----- ENTRIES -----
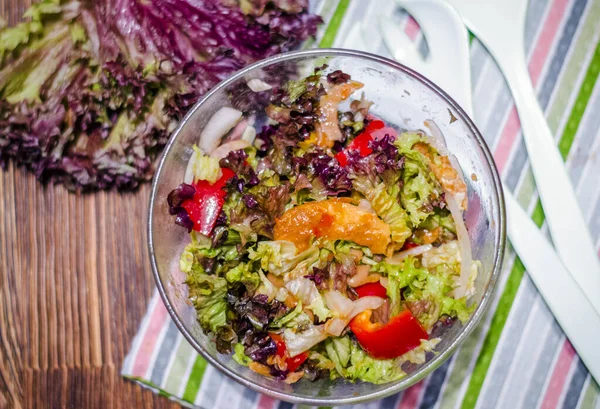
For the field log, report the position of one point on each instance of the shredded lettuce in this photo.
(239, 356)
(425, 292)
(292, 319)
(306, 291)
(202, 167)
(384, 200)
(420, 186)
(242, 273)
(208, 295)
(279, 256)
(353, 363)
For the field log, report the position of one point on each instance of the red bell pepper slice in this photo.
(375, 129)
(409, 245)
(399, 335)
(293, 363)
(392, 339)
(374, 289)
(204, 208)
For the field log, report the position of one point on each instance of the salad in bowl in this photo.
(324, 243)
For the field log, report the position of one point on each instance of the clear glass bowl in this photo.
(401, 97)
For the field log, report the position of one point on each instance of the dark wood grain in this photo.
(74, 284)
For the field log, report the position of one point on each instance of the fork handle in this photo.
(569, 231)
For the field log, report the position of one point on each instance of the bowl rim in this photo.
(500, 240)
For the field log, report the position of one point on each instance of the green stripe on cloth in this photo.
(587, 87)
(572, 72)
(195, 379)
(334, 24)
(590, 395)
(491, 340)
(178, 369)
(508, 296)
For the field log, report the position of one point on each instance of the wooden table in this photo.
(74, 283)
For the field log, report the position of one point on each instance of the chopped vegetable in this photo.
(91, 91)
(327, 257)
(390, 340)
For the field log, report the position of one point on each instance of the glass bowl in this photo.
(401, 97)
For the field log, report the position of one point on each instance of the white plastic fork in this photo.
(500, 25)
(444, 31)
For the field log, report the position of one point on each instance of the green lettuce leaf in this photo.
(279, 256)
(353, 363)
(424, 292)
(239, 356)
(242, 273)
(204, 167)
(208, 294)
(384, 200)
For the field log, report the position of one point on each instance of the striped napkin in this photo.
(518, 356)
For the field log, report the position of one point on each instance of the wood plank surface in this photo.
(74, 284)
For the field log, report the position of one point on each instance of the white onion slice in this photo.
(188, 177)
(464, 243)
(218, 125)
(339, 303)
(362, 276)
(335, 326)
(223, 150)
(298, 342)
(365, 205)
(415, 251)
(464, 246)
(258, 85)
(438, 141)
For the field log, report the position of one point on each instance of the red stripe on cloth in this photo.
(559, 377)
(536, 64)
(412, 28)
(149, 339)
(412, 396)
(265, 402)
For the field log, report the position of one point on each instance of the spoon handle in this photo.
(568, 228)
(565, 298)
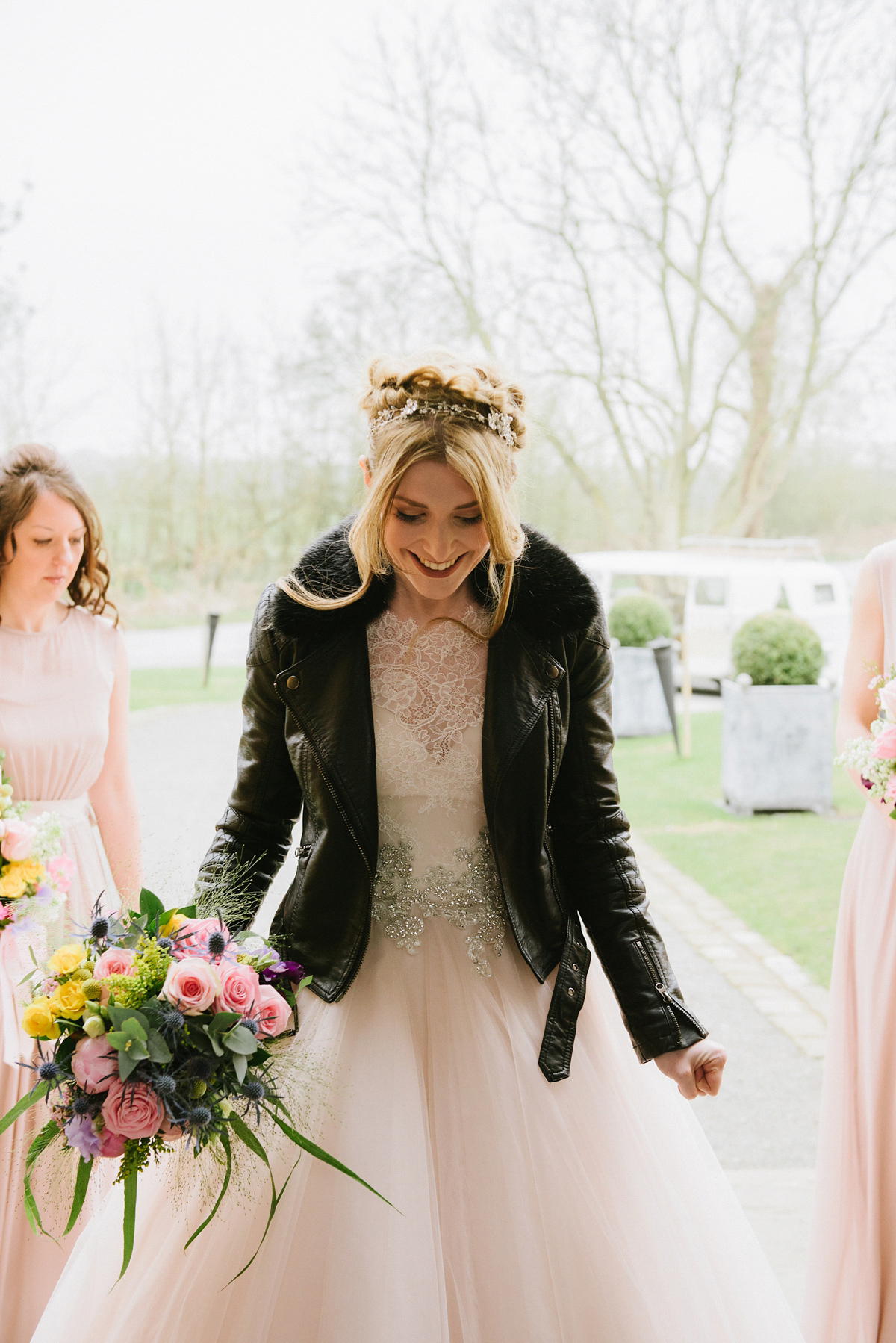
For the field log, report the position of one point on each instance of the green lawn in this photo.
(184, 685)
(781, 873)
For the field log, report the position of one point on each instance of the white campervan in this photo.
(712, 585)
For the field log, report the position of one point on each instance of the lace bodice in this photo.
(435, 861)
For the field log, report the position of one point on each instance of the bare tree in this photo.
(576, 196)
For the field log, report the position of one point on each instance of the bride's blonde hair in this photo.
(467, 415)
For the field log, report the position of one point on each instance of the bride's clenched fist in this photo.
(697, 1070)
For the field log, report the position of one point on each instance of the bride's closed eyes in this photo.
(418, 518)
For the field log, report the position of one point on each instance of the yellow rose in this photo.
(69, 999)
(33, 871)
(13, 883)
(172, 925)
(40, 1020)
(66, 959)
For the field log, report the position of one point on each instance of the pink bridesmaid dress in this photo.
(850, 1289)
(54, 725)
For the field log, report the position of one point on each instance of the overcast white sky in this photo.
(158, 139)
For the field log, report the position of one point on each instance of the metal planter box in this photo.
(777, 747)
(638, 703)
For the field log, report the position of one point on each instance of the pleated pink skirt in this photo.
(526, 1212)
(850, 1288)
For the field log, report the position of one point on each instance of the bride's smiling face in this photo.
(435, 532)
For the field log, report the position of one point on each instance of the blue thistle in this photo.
(217, 943)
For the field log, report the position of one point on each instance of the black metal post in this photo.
(664, 653)
(213, 624)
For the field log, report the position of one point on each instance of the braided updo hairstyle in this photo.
(30, 471)
(482, 457)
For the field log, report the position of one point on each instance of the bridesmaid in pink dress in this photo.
(63, 725)
(850, 1291)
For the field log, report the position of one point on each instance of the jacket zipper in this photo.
(351, 831)
(676, 1006)
(553, 745)
(659, 984)
(553, 752)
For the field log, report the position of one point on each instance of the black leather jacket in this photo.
(559, 836)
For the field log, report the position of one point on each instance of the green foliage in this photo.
(637, 619)
(137, 1153)
(778, 649)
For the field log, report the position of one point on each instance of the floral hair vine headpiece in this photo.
-----
Rewrite all of the records above, substituting "survey record" for every "field log" and keeping everything else unchanged. Omit the pictures from your answer.

§ TASK ANSWER:
For the survey record, report the position of one point on each instance of the shredded lettuce in this photo.
(239, 356)
(425, 292)
(292, 319)
(306, 291)
(202, 167)
(384, 200)
(420, 186)
(242, 273)
(208, 295)
(279, 256)
(353, 363)
For the survey record, report the position of one point on each instance of the red bell pepper slice in this photo.
(375, 129)
(409, 245)
(399, 335)
(293, 363)
(392, 339)
(374, 289)
(204, 208)
For the survey record, report the position of one point on each instance of the salad in bowl in this photo.
(324, 243)
For the survey record, report the position of one point on each instance of the clear glass bowl in this photo.
(401, 97)
For the survey record, report the position of one point on each instance of the dark wood grain in this photo.
(74, 284)
For the survey record, report the position of one point on each instance of the fork handle in this photo.
(569, 231)
For the survey record, report the position of one point on each instance of the bowl rim in this photo.
(500, 240)
For the survey record, report the position of one point on each instance of the green stripe on cloth in this photo.
(587, 87)
(572, 72)
(195, 379)
(334, 24)
(590, 395)
(491, 340)
(178, 369)
(508, 296)
For the survey record, report the position of one point on each instance of the wooden table in this photo.
(74, 283)
For the survey record, report the position of one point on each instance of the chopped vegetable in this photo.
(91, 91)
(327, 257)
(390, 340)
For the survey record, report the position of one point on each instance of the glass bowl in this photo.
(401, 97)
For the survey record, report the position of one point on each instance of the white plastic fork in this photo.
(500, 25)
(444, 31)
For the survey record, report the position of one point on each instance of the green lettuce leaf in this photo.
(279, 256)
(353, 363)
(424, 292)
(239, 356)
(242, 273)
(204, 167)
(208, 294)
(384, 200)
For the survey record, report the position of one point on each instance of the striped napkin in this photo.
(518, 356)
For the survey record, report the position of one point on each instance of the wood plank surface in this photo.
(74, 284)
For the survey record, report the position of one point on each instance of the white onion slice in this photo.
(188, 177)
(464, 243)
(218, 125)
(339, 303)
(362, 276)
(335, 326)
(223, 150)
(298, 342)
(365, 205)
(415, 251)
(464, 246)
(258, 85)
(438, 141)
For the survey record, report the position of one point on each instance of the red stripe on cloth in this photo.
(559, 377)
(536, 64)
(412, 28)
(149, 339)
(412, 396)
(265, 402)
For the survey record, report the position of one point on each instance of the spoon handle in this photo.
(568, 228)
(565, 298)
For the survey record, report the position of one point on each instance of the green lawn in this photo.
(184, 685)
(781, 873)
For the survey record, report the position of one point on each instance of the white campervan in this photo.
(712, 585)
For the survey record, report the position of one point on each instance of the lace bodice in this photo.
(435, 861)
For the survey record, report the position of one point on each instance of the bare tree in this photo.
(576, 196)
For the survey record, report the position of one point on each instance of the bride's blonde hair in this photo.
(467, 415)
For the survey record, report the position of one point on each instance of the bride's clenched fist in this photo.
(697, 1070)
For the survey record, report the position of one point on each instance of the bride's closed eyes in this photo.
(418, 518)
For the survey record, report the position of one point on each instance of the yellow rose in this photo.
(69, 999)
(33, 871)
(13, 883)
(172, 925)
(40, 1020)
(66, 959)
For the survey record, report the position of one point on each instance of the pink bridesmaid dress in this photo.
(850, 1289)
(54, 725)
For the survey record, report the position of one point on each instance of the overcast white sky in this photo.
(158, 139)
For the survey record, report the position of one point on each instance of the metal planter box in this photo.
(777, 747)
(638, 703)
For the survey record, report the position of one point on each instance of the pleated pink skirt in this photo.
(526, 1212)
(850, 1288)
For the survey record, report the position of one point on each instance of the bride's smiling face in this photo.
(435, 532)
For the survey record, report the position of one point on each instance of the blue thistle in this photo.
(217, 943)
For the survey record, report the position of one point on each instance of the black metal post in this photo.
(664, 653)
(213, 624)
For the survey record, report the position of one point on each instance of the braided updo hairstyle in this photo.
(30, 471)
(482, 457)
For the survey record, report the position of one point on each instance of the bridesmaid in pink dress in this photo.
(63, 725)
(850, 1291)
For the survey record, report the position of one point on each instance of the jacket zipper in this photo.
(351, 831)
(676, 1006)
(553, 745)
(659, 984)
(553, 752)
For the survey record, report the position of one point on each instance of the black leather jacket in this photo.
(559, 836)
For the survey record, report the position of one point on each instance of the green foliage in this photo.
(637, 619)
(137, 1153)
(778, 649)
For the survey record, report the position of one point on each instance of the floral hair vine headpiece in this photo.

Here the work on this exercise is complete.